WHAT IS EXPECTED: Copy each of the rows below word for word, leaving out the pictures.

LISTED RECORDS:
━━━━━━━━

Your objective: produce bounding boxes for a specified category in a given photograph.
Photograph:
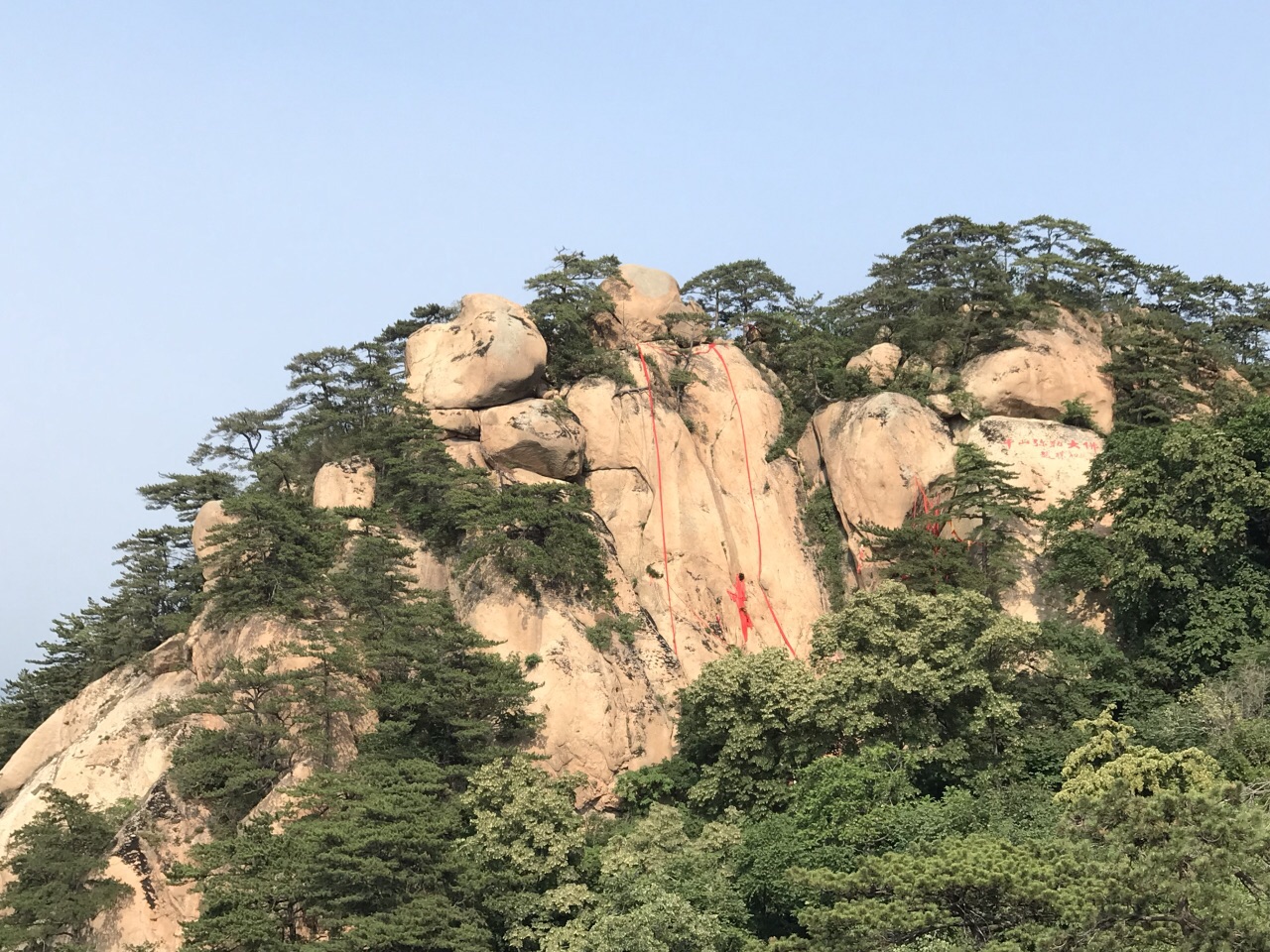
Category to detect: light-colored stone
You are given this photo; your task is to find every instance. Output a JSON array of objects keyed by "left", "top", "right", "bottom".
[
  {"left": 804, "top": 394, "right": 955, "bottom": 536},
  {"left": 957, "top": 416, "right": 1102, "bottom": 512},
  {"left": 405, "top": 295, "right": 548, "bottom": 409},
  {"left": 568, "top": 344, "right": 826, "bottom": 679},
  {"left": 442, "top": 439, "right": 489, "bottom": 470},
  {"left": 480, "top": 400, "right": 586, "bottom": 480},
  {"left": 314, "top": 456, "right": 375, "bottom": 509},
  {"left": 428, "top": 410, "right": 480, "bottom": 439},
  {"left": 593, "top": 264, "right": 701, "bottom": 346},
  {"left": 961, "top": 308, "right": 1115, "bottom": 432},
  {"left": 958, "top": 416, "right": 1106, "bottom": 627},
  {"left": 190, "top": 499, "right": 236, "bottom": 581},
  {"left": 458, "top": 576, "right": 685, "bottom": 808},
  {"left": 847, "top": 343, "right": 903, "bottom": 387},
  {"left": 926, "top": 394, "right": 960, "bottom": 417}
]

━━━━━━━━

RESULT FOR THIS EXERCISE:
Your objective: produce bounding boxes for a specified category in a given photograph.
Photograph:
Category to detect: light-colored stone
You are given this photo; your task is to find every instance. Output a JSON array of objects keyed by "left", "top", "right", "bottom".
[
  {"left": 804, "top": 394, "right": 955, "bottom": 536},
  {"left": 957, "top": 416, "right": 1102, "bottom": 512},
  {"left": 405, "top": 295, "right": 548, "bottom": 409},
  {"left": 568, "top": 344, "right": 826, "bottom": 679},
  {"left": 442, "top": 439, "right": 489, "bottom": 470},
  {"left": 480, "top": 400, "right": 586, "bottom": 480},
  {"left": 314, "top": 456, "right": 375, "bottom": 509},
  {"left": 428, "top": 410, "right": 480, "bottom": 439},
  {"left": 593, "top": 264, "right": 701, "bottom": 346},
  {"left": 961, "top": 308, "right": 1115, "bottom": 432},
  {"left": 958, "top": 416, "right": 1106, "bottom": 627},
  {"left": 190, "top": 499, "right": 236, "bottom": 581},
  {"left": 458, "top": 576, "right": 685, "bottom": 808},
  {"left": 847, "top": 343, "right": 903, "bottom": 387},
  {"left": 926, "top": 394, "right": 960, "bottom": 417}
]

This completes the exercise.